Referring expression pointing data
##############################
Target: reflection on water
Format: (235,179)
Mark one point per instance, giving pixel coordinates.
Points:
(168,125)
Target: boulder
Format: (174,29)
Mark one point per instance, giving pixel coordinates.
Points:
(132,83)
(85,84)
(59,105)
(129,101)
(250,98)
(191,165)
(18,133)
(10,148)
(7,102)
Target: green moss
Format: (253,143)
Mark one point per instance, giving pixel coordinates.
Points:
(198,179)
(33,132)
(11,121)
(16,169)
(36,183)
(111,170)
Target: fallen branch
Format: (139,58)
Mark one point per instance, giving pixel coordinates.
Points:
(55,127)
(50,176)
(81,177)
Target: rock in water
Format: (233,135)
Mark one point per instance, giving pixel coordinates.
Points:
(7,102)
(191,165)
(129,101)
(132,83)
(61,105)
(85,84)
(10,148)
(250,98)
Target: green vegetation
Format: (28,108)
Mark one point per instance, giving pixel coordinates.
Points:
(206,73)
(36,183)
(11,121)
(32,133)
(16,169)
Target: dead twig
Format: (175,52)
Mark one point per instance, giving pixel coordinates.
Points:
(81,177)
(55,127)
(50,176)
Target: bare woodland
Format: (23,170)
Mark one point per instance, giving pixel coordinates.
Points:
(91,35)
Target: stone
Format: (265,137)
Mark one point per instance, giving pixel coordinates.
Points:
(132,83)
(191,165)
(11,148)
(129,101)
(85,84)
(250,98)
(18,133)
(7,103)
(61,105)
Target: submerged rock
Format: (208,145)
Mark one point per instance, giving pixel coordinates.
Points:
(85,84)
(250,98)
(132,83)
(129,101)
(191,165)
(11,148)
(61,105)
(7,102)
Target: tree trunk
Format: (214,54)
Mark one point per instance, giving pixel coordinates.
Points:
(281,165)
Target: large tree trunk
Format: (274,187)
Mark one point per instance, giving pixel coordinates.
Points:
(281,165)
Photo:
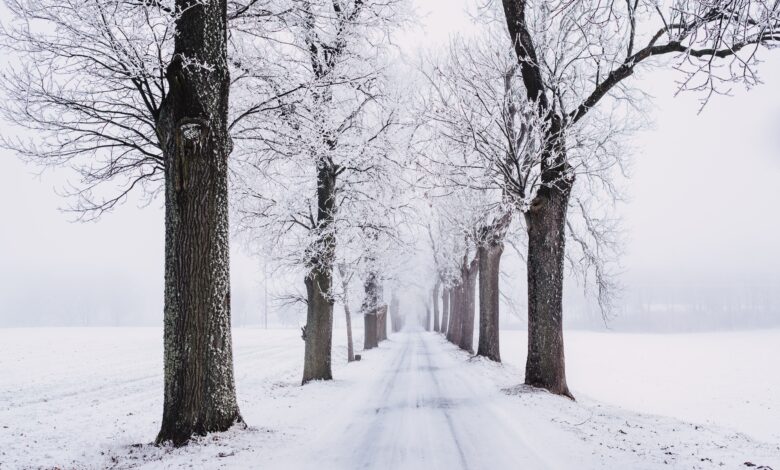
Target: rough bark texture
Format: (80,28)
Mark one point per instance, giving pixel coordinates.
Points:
(200,392)
(370,328)
(381,325)
(436,288)
(319,282)
(445,314)
(545,365)
(395,317)
(370,310)
(489,271)
(546,220)
(456,311)
(350,347)
(469,275)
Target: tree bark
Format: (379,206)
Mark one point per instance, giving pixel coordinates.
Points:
(371,311)
(436,287)
(350,347)
(546,222)
(200,394)
(370,339)
(382,324)
(445,314)
(395,318)
(319,282)
(456,311)
(347,313)
(489,271)
(469,274)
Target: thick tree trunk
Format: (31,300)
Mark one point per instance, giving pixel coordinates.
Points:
(436,326)
(445,314)
(489,271)
(382,323)
(200,392)
(546,222)
(469,305)
(319,282)
(319,327)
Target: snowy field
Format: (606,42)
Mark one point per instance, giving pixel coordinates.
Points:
(77,398)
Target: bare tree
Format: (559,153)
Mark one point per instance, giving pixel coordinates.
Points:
(193,128)
(345,278)
(574,56)
(327,139)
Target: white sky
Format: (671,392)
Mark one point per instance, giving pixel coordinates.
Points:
(704,197)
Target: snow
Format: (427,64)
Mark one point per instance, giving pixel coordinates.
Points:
(92,398)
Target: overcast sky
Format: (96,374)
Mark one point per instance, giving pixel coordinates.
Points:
(703,208)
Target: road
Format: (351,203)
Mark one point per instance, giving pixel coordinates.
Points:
(423,411)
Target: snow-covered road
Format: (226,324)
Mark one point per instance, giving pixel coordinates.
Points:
(423,411)
(90,398)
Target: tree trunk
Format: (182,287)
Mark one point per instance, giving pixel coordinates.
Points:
(395,318)
(319,282)
(350,347)
(348,315)
(382,324)
(370,326)
(436,326)
(371,311)
(546,222)
(200,394)
(456,312)
(445,314)
(469,305)
(489,271)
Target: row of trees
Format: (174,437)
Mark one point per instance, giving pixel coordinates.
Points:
(537,103)
(287,109)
##############################
● The task: Scan the data above, find each line with "water", and copy it.

● Result of this exercise:
Target: reflection on water
Target: rock in water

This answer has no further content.